== Source passage ==
ABraytCSPfuture project activities are structured in the following Work Packages (WP):
Activities and specific objectives:
WP2 – REDOX OXIDES POWDERS SYNTHESIS
- To develop the computational tools that will support the material synthesis research in a rational approach.
- To synthesize highly active, non-toxic, non-critical and recyclable redox powder materials with long-term, constant and reproducible cyclic redox operation and significant thermal effects under air flow.
- To identify optimum operating conditions for both thermal reduction and oxidation steps.
- To understand the reactions mechanisms by utilization of advanced characterization techniques.
- To obtain accurate experimental data of powder materials properties in the entire operation temperature range.
- To identify phenomena in the microstructure level that can adversely affect the materials efficient performance.
===
== Listed entries ==
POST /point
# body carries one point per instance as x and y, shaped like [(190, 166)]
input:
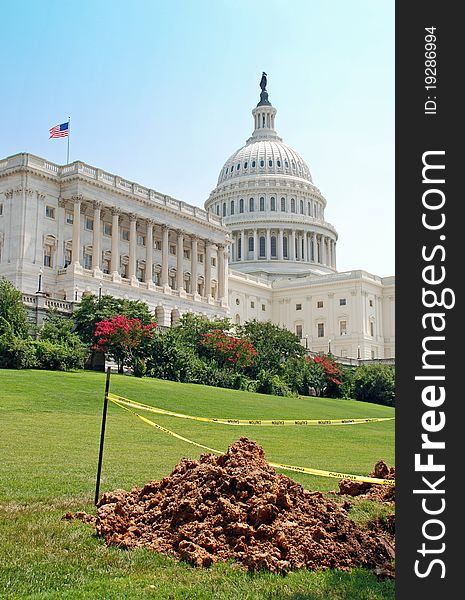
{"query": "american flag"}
[(60, 130)]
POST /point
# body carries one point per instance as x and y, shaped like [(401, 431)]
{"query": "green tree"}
[(13, 313), (274, 345)]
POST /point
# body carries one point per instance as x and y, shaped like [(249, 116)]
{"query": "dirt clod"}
[(371, 491), (235, 506)]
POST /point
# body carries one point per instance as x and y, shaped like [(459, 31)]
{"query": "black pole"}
[(102, 436)]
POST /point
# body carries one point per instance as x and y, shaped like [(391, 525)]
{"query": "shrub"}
[(16, 352), (58, 356), (375, 383)]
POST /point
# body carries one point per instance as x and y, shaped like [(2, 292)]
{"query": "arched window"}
[(273, 247)]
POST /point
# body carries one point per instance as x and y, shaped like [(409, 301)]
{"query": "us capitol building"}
[(261, 249)]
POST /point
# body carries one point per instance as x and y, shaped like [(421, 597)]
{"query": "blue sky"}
[(161, 93)]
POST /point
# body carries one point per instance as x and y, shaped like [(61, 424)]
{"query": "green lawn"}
[(49, 446)]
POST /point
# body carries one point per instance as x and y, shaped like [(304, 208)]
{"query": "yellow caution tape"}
[(306, 470), (255, 422)]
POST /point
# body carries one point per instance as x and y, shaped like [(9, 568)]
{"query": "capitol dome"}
[(268, 201)]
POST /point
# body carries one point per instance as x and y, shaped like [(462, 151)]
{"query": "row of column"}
[(222, 266), (299, 246)]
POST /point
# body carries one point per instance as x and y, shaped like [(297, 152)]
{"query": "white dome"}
[(264, 157)]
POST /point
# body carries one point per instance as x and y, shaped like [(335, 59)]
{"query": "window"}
[(285, 247), (48, 256), (87, 261), (273, 246), (49, 212)]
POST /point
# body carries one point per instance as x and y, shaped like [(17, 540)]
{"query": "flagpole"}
[(69, 131)]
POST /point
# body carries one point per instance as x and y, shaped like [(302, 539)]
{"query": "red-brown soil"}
[(235, 506)]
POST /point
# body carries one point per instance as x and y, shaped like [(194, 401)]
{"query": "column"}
[(61, 229), (281, 244), (149, 253), (194, 252), (220, 254), (96, 237), (114, 268), (208, 269), (180, 261), (164, 254), (132, 246), (292, 246), (76, 248)]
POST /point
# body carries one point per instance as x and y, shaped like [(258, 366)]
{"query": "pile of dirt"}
[(235, 506), (372, 491)]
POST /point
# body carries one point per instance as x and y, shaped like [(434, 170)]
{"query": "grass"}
[(49, 446)]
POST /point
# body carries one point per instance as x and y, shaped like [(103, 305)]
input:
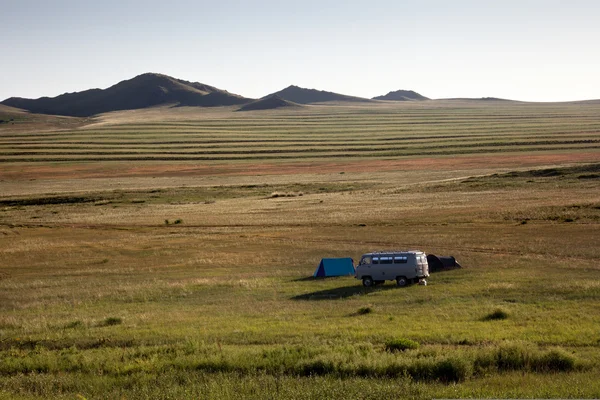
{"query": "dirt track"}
[(116, 170)]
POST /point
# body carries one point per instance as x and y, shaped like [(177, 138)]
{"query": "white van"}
[(404, 267)]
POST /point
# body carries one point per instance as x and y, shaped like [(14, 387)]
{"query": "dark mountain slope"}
[(143, 91)]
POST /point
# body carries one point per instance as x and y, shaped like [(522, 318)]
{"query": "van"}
[(404, 267)]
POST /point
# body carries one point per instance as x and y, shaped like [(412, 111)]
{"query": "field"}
[(167, 252)]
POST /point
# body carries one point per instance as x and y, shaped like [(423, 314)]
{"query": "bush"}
[(401, 345), (452, 370), (514, 357), (74, 325), (364, 310), (497, 314), (315, 368), (556, 360), (112, 321)]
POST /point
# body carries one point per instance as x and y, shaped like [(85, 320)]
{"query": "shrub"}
[(452, 370), (514, 357), (74, 324), (364, 310), (401, 345), (497, 314), (112, 321), (315, 368), (556, 360)]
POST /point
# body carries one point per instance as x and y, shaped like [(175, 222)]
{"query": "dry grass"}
[(103, 294)]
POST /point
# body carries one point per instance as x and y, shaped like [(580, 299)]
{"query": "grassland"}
[(165, 253)]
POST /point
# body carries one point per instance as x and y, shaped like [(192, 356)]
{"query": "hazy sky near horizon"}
[(533, 50)]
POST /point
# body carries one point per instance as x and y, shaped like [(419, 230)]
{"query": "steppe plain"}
[(167, 252)]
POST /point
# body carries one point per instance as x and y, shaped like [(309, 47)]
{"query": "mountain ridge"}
[(269, 102), (300, 95), (402, 95), (142, 91)]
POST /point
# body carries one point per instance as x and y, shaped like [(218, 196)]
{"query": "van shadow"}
[(341, 292)]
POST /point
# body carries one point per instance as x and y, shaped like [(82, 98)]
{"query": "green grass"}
[(365, 131), (100, 297)]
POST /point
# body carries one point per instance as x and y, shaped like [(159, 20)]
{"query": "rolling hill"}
[(146, 90), (402, 95), (270, 102), (300, 95)]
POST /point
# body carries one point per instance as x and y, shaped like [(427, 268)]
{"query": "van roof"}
[(376, 253)]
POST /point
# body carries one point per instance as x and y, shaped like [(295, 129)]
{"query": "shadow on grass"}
[(318, 278), (341, 292)]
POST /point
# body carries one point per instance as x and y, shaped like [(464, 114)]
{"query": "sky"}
[(530, 50)]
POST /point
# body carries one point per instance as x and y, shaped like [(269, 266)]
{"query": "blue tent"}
[(334, 267)]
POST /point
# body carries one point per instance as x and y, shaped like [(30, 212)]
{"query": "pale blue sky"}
[(536, 50)]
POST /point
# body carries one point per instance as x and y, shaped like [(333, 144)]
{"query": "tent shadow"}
[(341, 292), (316, 278)]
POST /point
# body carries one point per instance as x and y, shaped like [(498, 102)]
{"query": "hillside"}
[(143, 91), (268, 103), (402, 95), (300, 95)]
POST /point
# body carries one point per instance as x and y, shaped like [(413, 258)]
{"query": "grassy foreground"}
[(202, 289)]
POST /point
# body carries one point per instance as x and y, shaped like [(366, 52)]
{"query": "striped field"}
[(316, 132)]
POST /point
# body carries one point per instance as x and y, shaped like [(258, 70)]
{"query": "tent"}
[(441, 263), (334, 267)]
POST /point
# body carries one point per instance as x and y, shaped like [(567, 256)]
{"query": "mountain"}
[(270, 102), (306, 96), (146, 90), (402, 95)]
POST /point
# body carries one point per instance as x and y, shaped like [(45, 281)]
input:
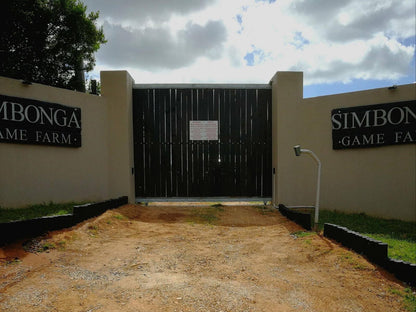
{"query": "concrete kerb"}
[(12, 231), (374, 250), (301, 218)]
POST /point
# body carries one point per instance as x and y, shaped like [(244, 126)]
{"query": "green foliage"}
[(48, 41), (399, 235), (206, 215), (35, 211), (300, 234)]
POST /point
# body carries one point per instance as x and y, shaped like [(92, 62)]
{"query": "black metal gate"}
[(169, 164)]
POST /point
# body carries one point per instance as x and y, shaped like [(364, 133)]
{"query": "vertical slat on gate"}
[(168, 164)]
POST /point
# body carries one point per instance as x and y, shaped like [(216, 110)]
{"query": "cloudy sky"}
[(340, 45)]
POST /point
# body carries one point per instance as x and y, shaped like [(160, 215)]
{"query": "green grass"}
[(399, 235), (206, 215), (35, 211)]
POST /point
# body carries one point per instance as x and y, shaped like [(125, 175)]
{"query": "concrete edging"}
[(12, 231), (374, 250), (301, 218)]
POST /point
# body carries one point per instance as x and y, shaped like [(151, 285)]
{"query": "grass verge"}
[(35, 211), (399, 235)]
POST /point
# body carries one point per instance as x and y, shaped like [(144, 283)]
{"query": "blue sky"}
[(340, 46)]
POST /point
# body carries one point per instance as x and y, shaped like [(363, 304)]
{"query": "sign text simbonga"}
[(27, 121), (374, 125)]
===
_Instructions_.
1. Translate this sentence from the project passage into Spanish: "ABraytCSPfuture project activities are structured in the following Work Packages (WP):"
2. Set down the project passage word for word, from "ABraytCSPfuture project activities" to "a rational approach.".

_Activity answers_.
1. Las actividades del proyecto ABraytCSPfuture se estructuran en los siguientes paquetes de trabajo (WP):

2.
ABraytCSPfuture project activities are structured in the following Work Packages (WP):
Activities and specific objectives:
WP2 – REDOX OXIDES POWDERS SYNTHESIS
- To develop the computational tools that will support the material synthesis research in a rational approach.